▶ **DESCRIPTION OF THE TASK**
Copy the lines below word for word, from the line with "Find person's raised" up to and including the line with "[128, 57, 137, 97]". Leave out every other line.

──────── SOURCE MATERIAL ────────

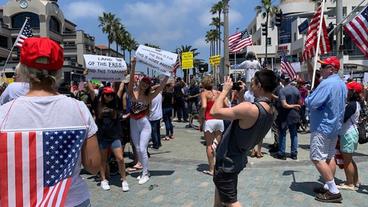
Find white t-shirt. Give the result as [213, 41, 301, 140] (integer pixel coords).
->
[0, 82, 29, 105]
[237, 60, 261, 83]
[0, 95, 97, 206]
[148, 93, 162, 121]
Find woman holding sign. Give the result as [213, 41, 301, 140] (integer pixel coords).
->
[128, 57, 169, 184]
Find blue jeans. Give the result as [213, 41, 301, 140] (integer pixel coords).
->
[278, 124, 298, 156]
[162, 108, 174, 136]
[150, 119, 161, 148]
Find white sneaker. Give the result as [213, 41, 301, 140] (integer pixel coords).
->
[121, 180, 129, 192]
[138, 175, 149, 185]
[101, 180, 110, 190]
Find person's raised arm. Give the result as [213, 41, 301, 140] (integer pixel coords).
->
[150, 76, 169, 100]
[128, 57, 137, 97]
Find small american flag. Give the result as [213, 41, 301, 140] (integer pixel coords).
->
[281, 55, 298, 80]
[344, 6, 368, 57]
[229, 31, 253, 53]
[15, 18, 33, 47]
[229, 32, 242, 48]
[0, 128, 86, 207]
[303, 6, 331, 60]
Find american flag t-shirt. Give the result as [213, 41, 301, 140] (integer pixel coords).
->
[0, 128, 87, 207]
[15, 18, 33, 47]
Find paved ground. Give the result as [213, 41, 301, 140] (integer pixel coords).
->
[83, 123, 368, 207]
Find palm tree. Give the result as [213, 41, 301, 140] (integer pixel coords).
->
[210, 0, 224, 55]
[98, 12, 118, 55]
[176, 45, 200, 80]
[255, 0, 279, 64]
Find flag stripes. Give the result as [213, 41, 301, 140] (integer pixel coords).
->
[303, 7, 331, 60]
[344, 6, 368, 57]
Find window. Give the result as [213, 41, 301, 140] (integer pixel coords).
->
[49, 17, 61, 33]
[11, 12, 40, 29]
[0, 35, 8, 49]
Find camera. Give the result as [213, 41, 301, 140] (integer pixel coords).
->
[232, 82, 242, 91]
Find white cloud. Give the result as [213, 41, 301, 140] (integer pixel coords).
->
[64, 1, 105, 19]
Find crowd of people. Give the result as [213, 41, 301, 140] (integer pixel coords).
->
[0, 38, 365, 207]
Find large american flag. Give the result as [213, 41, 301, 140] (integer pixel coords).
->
[344, 6, 368, 57]
[281, 55, 298, 80]
[229, 32, 243, 48]
[229, 31, 253, 53]
[0, 128, 86, 207]
[15, 18, 33, 47]
[303, 6, 331, 60]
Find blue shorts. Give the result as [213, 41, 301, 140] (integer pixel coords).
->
[99, 139, 122, 149]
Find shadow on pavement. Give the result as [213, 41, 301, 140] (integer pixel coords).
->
[282, 170, 322, 197]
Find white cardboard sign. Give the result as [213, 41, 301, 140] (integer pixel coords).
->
[135, 45, 178, 76]
[83, 55, 127, 82]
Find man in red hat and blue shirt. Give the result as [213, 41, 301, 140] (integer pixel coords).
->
[305, 56, 347, 203]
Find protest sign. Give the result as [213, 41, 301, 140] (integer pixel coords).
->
[181, 52, 193, 70]
[83, 55, 127, 82]
[135, 45, 178, 76]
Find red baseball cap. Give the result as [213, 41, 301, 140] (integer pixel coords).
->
[318, 56, 340, 70]
[20, 37, 64, 71]
[103, 86, 114, 94]
[346, 81, 363, 93]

────────

▶ **ANSWER BELOW**
Find person's raised arm. Give the result as [213, 41, 301, 140] (integer pixel coords).
->
[150, 76, 169, 100]
[128, 57, 137, 97]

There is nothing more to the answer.